An exact transcription of the listing, without its images, is what the answer must contain.

════════

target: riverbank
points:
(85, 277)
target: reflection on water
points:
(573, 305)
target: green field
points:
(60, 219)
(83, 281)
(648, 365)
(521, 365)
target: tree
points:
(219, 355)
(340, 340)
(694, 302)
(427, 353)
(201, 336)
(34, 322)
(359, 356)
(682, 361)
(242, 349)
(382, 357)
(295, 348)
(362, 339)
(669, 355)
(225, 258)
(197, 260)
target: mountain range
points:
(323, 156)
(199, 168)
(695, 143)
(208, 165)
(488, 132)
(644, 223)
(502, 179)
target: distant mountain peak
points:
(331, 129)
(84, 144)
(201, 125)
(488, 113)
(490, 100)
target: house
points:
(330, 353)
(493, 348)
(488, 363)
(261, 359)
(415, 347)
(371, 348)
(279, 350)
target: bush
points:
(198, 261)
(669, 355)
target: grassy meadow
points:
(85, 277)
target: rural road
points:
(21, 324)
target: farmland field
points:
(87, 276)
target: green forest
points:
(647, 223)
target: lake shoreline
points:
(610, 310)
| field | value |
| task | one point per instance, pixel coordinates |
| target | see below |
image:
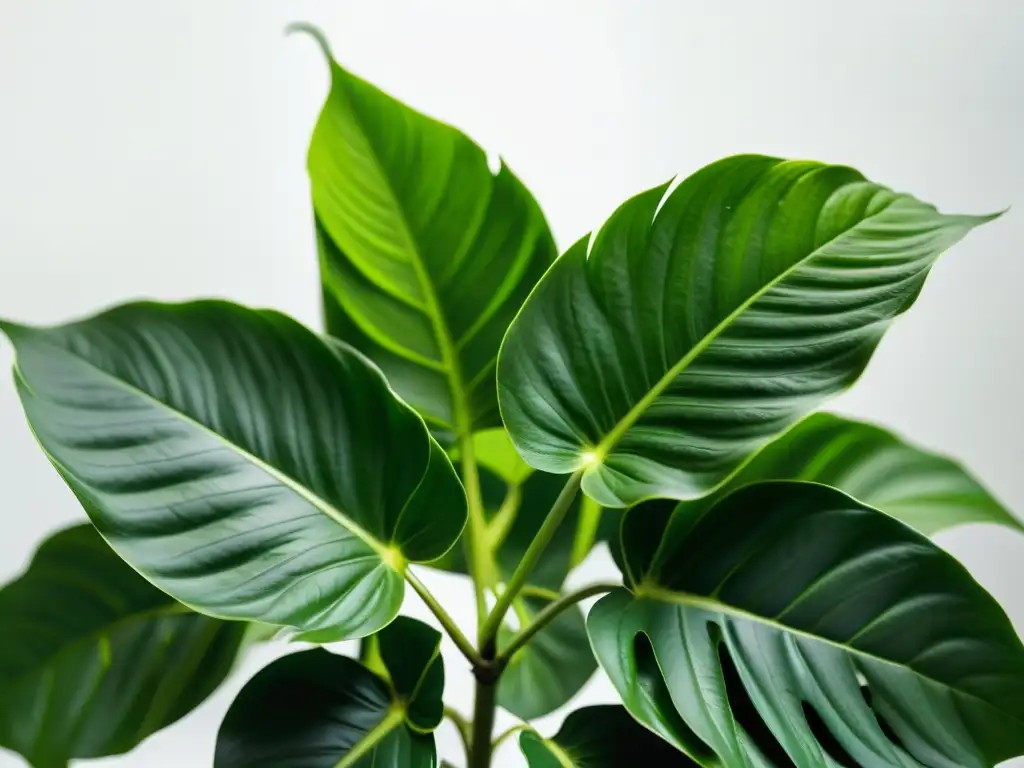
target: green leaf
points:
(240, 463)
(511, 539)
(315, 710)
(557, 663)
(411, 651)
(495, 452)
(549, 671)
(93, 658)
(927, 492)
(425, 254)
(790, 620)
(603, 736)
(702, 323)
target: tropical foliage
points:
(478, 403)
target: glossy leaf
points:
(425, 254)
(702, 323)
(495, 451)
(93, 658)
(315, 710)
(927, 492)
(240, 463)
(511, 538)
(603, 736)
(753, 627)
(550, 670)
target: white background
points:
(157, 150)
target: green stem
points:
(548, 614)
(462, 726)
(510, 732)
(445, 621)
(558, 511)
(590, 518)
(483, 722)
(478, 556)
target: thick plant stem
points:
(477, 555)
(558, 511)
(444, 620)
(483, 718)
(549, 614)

════════

**Written solution**.
target: riverbank
points:
(85, 277)
target: reflection on water
points:
(573, 305)
target: green field
points:
(60, 219)
(83, 281)
(648, 365)
(521, 365)
target: tree
points:
(219, 355)
(340, 340)
(694, 302)
(427, 353)
(201, 336)
(34, 322)
(359, 356)
(682, 361)
(242, 349)
(382, 357)
(295, 348)
(362, 339)
(669, 355)
(225, 258)
(197, 260)
target: mountain range
points:
(323, 156)
(199, 168)
(695, 143)
(208, 165)
(488, 132)
(644, 223)
(502, 179)
target: distant mountain peak
points:
(331, 129)
(84, 144)
(201, 125)
(488, 113)
(490, 100)
target: house
points:
(330, 353)
(493, 348)
(488, 363)
(261, 359)
(415, 347)
(371, 348)
(279, 350)
target: bush
points:
(198, 261)
(669, 355)
target: grassy meadow
points:
(85, 277)
target: rural road
points:
(21, 324)
target: farmland field
points:
(87, 276)
target: green forest
points:
(647, 223)
target: lake shoreline
points:
(610, 310)
| field | value |
| task | one point per instance, pixel coordinates |
| target | see below |
image:
target: green leaf
points:
(240, 463)
(511, 539)
(315, 710)
(557, 663)
(411, 651)
(495, 452)
(549, 671)
(93, 658)
(927, 492)
(425, 254)
(790, 620)
(603, 736)
(702, 323)
target: tropical foliage
points:
(478, 403)
target: glossy leaf
points:
(425, 254)
(702, 323)
(495, 451)
(93, 658)
(315, 710)
(927, 492)
(240, 463)
(511, 538)
(603, 736)
(753, 627)
(550, 670)
target: white background
points:
(157, 150)
target: green stem
points:
(548, 614)
(462, 726)
(510, 732)
(445, 621)
(558, 511)
(590, 518)
(483, 722)
(478, 556)
target: thick plant stem
points:
(477, 555)
(558, 511)
(444, 620)
(483, 718)
(549, 614)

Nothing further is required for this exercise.